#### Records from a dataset
==*==
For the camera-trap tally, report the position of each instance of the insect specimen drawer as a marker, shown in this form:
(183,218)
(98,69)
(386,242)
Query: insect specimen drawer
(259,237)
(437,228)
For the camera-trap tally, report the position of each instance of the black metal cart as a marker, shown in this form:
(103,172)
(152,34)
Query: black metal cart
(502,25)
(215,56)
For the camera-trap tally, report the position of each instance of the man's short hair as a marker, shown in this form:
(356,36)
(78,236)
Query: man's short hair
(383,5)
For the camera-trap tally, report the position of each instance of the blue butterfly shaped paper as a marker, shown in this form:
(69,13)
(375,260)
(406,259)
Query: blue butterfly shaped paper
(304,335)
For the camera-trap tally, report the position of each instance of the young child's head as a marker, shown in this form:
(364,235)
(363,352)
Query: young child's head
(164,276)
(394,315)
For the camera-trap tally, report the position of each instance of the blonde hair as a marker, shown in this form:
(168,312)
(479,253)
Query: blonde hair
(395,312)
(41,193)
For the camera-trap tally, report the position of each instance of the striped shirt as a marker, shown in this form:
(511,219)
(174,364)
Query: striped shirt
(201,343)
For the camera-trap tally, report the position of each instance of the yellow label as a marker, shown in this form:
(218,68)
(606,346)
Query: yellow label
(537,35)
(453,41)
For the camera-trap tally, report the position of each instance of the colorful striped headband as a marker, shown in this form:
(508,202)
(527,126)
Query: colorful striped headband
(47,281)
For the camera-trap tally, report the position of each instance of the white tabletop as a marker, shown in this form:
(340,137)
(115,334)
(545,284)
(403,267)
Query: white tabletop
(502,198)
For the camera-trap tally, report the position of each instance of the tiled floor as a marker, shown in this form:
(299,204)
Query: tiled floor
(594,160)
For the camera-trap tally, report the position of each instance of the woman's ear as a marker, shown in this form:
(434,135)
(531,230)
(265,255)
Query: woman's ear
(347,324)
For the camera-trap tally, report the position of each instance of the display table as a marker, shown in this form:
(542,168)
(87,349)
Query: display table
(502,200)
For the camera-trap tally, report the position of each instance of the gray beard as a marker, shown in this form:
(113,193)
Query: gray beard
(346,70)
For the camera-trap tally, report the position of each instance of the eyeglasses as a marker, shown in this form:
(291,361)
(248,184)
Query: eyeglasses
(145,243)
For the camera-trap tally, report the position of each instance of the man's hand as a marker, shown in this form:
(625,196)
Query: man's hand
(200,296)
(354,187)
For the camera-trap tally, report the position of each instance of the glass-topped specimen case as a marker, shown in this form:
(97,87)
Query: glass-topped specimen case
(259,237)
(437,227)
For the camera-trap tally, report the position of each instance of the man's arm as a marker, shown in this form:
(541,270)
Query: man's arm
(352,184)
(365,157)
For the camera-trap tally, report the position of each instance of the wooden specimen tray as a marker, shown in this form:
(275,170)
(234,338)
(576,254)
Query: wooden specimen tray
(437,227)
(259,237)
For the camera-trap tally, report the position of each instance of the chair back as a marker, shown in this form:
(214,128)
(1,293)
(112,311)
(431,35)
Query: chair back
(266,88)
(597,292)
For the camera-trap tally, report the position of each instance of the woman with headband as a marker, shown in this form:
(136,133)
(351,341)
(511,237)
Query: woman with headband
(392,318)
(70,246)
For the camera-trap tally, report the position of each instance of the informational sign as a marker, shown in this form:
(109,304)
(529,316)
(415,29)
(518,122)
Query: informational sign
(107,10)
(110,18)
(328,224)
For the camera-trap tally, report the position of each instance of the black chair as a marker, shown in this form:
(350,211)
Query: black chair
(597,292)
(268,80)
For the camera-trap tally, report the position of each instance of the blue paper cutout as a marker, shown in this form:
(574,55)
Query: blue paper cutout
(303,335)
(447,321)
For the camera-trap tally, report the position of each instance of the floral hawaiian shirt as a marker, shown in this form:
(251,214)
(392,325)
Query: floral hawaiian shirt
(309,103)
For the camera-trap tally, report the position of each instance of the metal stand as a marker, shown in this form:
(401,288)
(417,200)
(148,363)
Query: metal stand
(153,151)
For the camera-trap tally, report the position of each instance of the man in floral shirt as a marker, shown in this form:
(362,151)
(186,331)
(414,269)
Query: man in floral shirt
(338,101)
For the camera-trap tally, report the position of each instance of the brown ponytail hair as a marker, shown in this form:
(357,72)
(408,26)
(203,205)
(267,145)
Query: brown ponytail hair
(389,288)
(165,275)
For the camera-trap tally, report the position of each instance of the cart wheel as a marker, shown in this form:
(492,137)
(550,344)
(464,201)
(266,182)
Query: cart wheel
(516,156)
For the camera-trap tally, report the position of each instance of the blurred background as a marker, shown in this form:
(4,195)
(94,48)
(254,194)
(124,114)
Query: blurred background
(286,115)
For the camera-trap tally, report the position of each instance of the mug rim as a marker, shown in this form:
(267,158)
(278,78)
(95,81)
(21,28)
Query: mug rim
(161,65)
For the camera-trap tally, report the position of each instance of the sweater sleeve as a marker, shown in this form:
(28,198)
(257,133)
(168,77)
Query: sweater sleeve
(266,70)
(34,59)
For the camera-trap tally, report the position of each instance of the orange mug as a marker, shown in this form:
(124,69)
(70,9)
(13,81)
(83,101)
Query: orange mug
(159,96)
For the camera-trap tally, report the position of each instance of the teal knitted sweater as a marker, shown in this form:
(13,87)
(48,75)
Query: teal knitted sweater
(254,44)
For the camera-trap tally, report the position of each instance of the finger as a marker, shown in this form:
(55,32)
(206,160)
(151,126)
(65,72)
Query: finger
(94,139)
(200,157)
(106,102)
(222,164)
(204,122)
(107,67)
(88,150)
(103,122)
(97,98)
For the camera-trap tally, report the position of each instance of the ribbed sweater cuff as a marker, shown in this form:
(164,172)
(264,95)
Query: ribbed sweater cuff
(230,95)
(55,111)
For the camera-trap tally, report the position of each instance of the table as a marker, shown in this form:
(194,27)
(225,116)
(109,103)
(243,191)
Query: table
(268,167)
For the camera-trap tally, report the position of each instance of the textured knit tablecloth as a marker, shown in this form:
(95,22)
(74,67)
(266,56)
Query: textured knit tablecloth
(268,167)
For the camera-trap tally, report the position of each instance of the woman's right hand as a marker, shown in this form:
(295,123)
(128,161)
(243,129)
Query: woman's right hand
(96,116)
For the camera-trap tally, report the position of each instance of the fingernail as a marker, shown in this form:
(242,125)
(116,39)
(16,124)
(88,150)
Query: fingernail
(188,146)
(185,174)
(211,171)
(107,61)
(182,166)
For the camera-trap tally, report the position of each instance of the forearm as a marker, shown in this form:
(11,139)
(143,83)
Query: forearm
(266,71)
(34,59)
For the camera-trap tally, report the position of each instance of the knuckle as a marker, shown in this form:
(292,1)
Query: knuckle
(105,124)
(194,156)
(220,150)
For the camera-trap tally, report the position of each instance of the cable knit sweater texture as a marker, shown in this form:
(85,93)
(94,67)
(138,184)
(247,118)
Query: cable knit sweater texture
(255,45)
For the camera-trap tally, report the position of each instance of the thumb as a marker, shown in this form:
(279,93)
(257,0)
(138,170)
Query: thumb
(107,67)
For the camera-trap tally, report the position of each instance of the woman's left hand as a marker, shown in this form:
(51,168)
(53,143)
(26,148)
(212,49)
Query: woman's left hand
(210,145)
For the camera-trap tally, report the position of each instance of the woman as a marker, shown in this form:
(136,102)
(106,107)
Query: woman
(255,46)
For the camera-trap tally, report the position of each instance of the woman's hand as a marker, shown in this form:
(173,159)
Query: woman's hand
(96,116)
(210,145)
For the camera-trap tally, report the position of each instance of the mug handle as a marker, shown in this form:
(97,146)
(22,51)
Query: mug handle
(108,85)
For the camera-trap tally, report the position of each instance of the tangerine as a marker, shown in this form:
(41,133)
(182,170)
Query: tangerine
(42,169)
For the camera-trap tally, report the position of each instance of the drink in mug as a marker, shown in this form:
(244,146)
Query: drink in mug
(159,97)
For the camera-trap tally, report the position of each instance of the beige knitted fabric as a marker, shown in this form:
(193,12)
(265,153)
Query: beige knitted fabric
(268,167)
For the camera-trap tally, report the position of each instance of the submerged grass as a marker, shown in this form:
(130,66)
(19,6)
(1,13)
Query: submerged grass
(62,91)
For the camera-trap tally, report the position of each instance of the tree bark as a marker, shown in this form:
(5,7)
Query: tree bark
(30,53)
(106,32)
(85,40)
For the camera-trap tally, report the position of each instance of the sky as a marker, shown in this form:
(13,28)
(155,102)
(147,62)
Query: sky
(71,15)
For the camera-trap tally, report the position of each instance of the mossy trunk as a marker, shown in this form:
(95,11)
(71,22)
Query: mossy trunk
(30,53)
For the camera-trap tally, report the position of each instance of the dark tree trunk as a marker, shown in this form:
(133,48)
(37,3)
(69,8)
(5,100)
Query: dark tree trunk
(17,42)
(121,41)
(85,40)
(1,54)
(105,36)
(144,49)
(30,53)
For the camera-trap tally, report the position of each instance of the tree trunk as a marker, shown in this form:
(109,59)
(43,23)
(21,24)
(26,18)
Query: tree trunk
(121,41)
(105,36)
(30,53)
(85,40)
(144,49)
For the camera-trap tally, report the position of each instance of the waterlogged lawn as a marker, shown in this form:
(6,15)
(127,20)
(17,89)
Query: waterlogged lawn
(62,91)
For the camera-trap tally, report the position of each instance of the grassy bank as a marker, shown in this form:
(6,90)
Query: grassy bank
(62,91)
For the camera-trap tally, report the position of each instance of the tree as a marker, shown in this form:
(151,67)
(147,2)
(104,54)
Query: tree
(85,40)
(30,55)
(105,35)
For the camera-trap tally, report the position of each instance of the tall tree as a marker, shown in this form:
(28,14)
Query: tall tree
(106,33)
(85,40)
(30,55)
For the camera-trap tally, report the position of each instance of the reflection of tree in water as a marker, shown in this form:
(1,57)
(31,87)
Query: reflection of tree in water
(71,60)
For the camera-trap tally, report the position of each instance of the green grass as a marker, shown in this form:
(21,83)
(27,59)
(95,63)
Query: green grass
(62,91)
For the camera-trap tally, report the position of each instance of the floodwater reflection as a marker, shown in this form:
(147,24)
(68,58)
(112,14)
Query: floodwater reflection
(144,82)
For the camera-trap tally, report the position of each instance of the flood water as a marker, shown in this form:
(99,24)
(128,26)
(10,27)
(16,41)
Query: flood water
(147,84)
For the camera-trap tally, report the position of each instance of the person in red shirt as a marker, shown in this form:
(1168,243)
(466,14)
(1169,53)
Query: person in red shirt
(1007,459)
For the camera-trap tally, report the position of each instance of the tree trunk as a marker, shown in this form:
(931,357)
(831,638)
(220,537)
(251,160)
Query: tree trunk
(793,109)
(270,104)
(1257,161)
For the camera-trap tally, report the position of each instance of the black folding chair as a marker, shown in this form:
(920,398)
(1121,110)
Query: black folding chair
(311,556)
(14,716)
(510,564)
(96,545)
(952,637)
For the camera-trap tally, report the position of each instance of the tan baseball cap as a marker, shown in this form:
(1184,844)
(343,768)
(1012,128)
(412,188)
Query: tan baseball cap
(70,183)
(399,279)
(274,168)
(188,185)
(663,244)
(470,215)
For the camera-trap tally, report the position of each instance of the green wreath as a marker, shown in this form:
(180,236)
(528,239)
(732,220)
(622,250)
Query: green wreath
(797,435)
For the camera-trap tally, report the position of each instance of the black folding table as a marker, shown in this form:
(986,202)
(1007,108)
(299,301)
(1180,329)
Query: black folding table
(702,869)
==*==
#### TASK OBJECTIVE
Reproduce, word for word, only the lines from the one that contains "folding chair as" through the final line.

#### OUTPUT OF THE EXERCISE
For the camera-trap tally, report the position of each instance of the black folding chair as a marker, shown in this form:
(920,398)
(1121,110)
Query: black folding chair
(311,556)
(14,716)
(510,564)
(96,545)
(952,637)
For the camera-trap tally, report the position of each instance of the tan baseball cap as a marker, shown in this form:
(1184,844)
(343,768)
(1012,128)
(412,188)
Query: tan baseball cap
(70,183)
(399,279)
(274,168)
(188,185)
(663,244)
(470,215)
For the camera-trap tally, report the position of each instance of the green wreath as a marker, shown in this form:
(180,236)
(528,239)
(732,220)
(622,250)
Query: green wreath
(797,435)
For the camera-trap tally, report the position of each instance of the black folding table as a marker, shown in this form:
(986,202)
(1007,108)
(299,301)
(1180,329)
Query: black folding table
(702,869)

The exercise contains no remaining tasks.